▶ [Exercise objective]:
Your answer must be every line of the data that holds the string "below".

▶ [Data provided]:
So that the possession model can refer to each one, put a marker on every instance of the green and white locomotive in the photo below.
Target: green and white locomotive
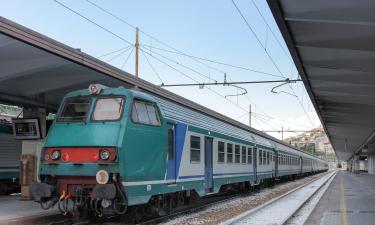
(114, 148)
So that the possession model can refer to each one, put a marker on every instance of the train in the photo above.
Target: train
(114, 150)
(10, 152)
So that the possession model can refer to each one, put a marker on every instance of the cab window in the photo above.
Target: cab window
(145, 113)
(108, 109)
(74, 109)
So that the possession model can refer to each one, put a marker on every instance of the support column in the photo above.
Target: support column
(31, 151)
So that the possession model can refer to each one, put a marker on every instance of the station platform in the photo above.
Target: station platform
(13, 211)
(349, 200)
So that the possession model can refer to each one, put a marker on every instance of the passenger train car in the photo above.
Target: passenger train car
(10, 152)
(110, 148)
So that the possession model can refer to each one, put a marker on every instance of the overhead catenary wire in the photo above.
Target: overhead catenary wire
(117, 55)
(176, 51)
(112, 52)
(270, 57)
(214, 61)
(126, 41)
(127, 59)
(186, 75)
(152, 68)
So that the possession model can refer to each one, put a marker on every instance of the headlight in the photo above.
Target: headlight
(55, 155)
(104, 154)
(102, 177)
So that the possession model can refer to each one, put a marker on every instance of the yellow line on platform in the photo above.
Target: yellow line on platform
(344, 218)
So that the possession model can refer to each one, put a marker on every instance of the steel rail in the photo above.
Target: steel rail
(238, 219)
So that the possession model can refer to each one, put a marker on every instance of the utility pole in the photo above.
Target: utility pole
(250, 115)
(136, 51)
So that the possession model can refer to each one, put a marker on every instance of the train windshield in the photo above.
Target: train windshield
(108, 109)
(74, 109)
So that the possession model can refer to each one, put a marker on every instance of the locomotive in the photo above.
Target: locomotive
(111, 150)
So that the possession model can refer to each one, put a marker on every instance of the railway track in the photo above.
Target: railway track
(280, 210)
(203, 203)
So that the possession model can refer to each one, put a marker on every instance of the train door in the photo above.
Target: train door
(208, 168)
(172, 169)
(255, 161)
(273, 164)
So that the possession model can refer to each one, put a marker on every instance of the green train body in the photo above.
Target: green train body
(10, 152)
(156, 148)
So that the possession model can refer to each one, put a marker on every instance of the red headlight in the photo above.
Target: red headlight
(65, 157)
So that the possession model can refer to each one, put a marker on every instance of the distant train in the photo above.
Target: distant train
(10, 152)
(111, 150)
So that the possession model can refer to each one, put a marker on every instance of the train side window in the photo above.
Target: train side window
(145, 113)
(249, 155)
(220, 151)
(243, 156)
(264, 158)
(237, 156)
(195, 149)
(170, 144)
(229, 153)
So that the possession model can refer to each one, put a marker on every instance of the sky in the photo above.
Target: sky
(212, 30)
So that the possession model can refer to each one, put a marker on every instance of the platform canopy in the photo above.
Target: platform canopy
(332, 44)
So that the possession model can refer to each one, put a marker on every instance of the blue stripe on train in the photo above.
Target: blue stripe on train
(180, 133)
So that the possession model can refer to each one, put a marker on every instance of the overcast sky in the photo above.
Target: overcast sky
(208, 29)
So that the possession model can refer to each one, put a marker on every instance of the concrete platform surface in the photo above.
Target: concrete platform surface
(15, 211)
(349, 200)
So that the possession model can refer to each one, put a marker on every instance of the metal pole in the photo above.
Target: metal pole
(136, 51)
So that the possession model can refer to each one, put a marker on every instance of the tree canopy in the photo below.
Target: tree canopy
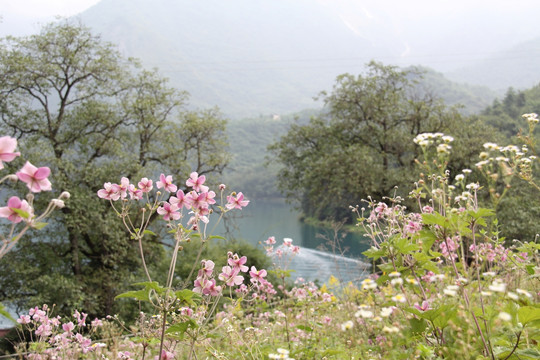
(92, 116)
(362, 144)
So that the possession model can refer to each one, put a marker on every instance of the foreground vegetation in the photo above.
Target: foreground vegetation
(454, 247)
(446, 285)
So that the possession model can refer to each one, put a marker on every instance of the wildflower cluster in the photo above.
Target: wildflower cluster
(58, 339)
(19, 210)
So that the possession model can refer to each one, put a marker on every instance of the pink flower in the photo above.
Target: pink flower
(423, 307)
(230, 276)
(196, 182)
(145, 185)
(15, 203)
(169, 211)
(207, 268)
(7, 148)
(413, 227)
(166, 183)
(271, 240)
(109, 192)
(122, 188)
(24, 319)
(257, 275)
(238, 262)
(35, 178)
(69, 327)
(165, 355)
(427, 209)
(198, 200)
(181, 200)
(237, 202)
(212, 289)
(134, 193)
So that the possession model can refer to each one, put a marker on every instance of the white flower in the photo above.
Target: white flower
(491, 146)
(412, 281)
(386, 311)
(366, 314)
(347, 325)
(368, 284)
(524, 292)
(512, 296)
(497, 286)
(505, 316)
(443, 148)
(447, 139)
(390, 329)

▶ [The answer]:
So that the possession model can refer to each one, put a marker on every instance of the green and white locomotive in the photo below.
So that the possession model can refer to each one, put a marker on every instance of the tree canopy in the photo below.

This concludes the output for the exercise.